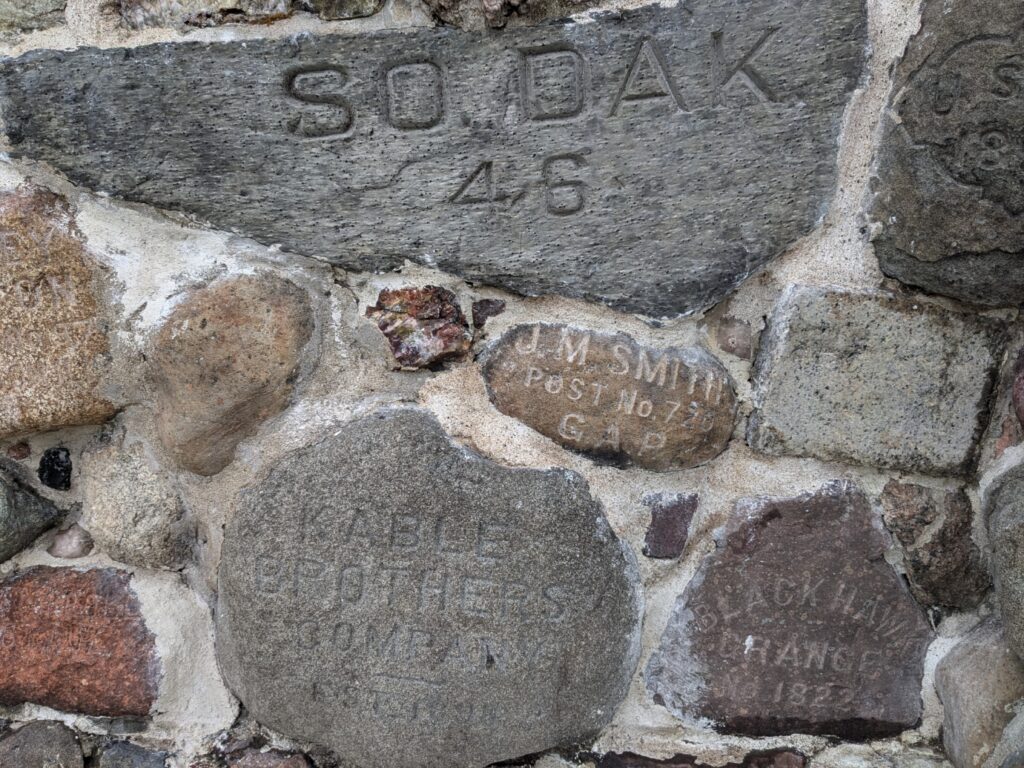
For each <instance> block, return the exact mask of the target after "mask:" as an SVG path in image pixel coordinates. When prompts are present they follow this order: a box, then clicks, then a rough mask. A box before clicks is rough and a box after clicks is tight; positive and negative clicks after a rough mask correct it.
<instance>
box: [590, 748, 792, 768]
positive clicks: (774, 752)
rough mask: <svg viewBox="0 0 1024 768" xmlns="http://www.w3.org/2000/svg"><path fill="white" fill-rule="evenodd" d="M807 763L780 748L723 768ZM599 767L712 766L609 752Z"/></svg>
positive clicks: (653, 767)
mask: <svg viewBox="0 0 1024 768" xmlns="http://www.w3.org/2000/svg"><path fill="white" fill-rule="evenodd" d="M806 764H807V758H805V757H804V756H803V755H801V754H800V753H799V752H793V751H791V750H778V751H770V752H752V753H751V754H750V755H748V756H746V757H745V758H743V762H741V763H726V764H725V765H724V766H722V768H804V766H805V765H806ZM597 768H710V766H708V765H707V764H705V763H700V762H698V761H697V759H696V758H691V757H688V756H686V755H676V756H675V757H671V758H668V759H667V760H655V759H654V758H645V757H644V756H642V755H636V754H634V753H632V752H624V753H613V752H609V753H607V754H605V755H603V756H602V757H601V758H600V760H598V761H597Z"/></svg>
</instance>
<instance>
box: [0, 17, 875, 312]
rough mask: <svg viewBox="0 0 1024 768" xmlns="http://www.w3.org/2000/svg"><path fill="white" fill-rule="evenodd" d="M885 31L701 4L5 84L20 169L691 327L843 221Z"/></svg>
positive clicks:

[WHAT YOU NEED TO DO] Could the data above be repeated exactly, with every picture dropped?

[ANSWER AREA]
For each <instance> block, return the exact mask of the target after "mask:" as an SVG path in image pixel coordinates. When prompts are present they follow this order: a box, then clicks, then a rough mask. A box before clicks is rough and a box after clicks is tight; positive and negative clicks after a rough mask correct it.
<instance>
box: [590, 748, 792, 768]
positive clicks: (774, 752)
rough mask: <svg viewBox="0 0 1024 768" xmlns="http://www.w3.org/2000/svg"><path fill="white" fill-rule="evenodd" d="M807 763L780 748L723 768ZM599 767L712 766L609 752Z"/></svg>
positive clicks: (653, 767)
mask: <svg viewBox="0 0 1024 768" xmlns="http://www.w3.org/2000/svg"><path fill="white" fill-rule="evenodd" d="M806 764H807V758H805V757H804V756H803V755H801V754H800V753H799V752H793V751H791V750H778V751H770V752H752V753H751V754H750V755H748V756H746V757H745V758H743V762H741V763H726V764H725V765H724V766H722V768H804V766H805V765H806ZM597 768H710V766H708V765H707V764H705V763H700V762H698V761H697V759H696V758H691V757H688V756H686V755H676V756H675V757H671V758H668V759H667V760H655V759H654V758H645V757H644V756H642V755H636V754H634V753H632V752H624V753H613V752H609V753H607V754H605V755H603V756H602V757H601V758H600V760H598V761H597Z"/></svg>
</instance>
<instance>
box: [0, 17, 875, 312]
rough mask: <svg viewBox="0 0 1024 768" xmlns="http://www.w3.org/2000/svg"><path fill="white" fill-rule="evenodd" d="M885 31L701 4L5 84L20 169L691 327L843 221Z"/></svg>
positive clicks:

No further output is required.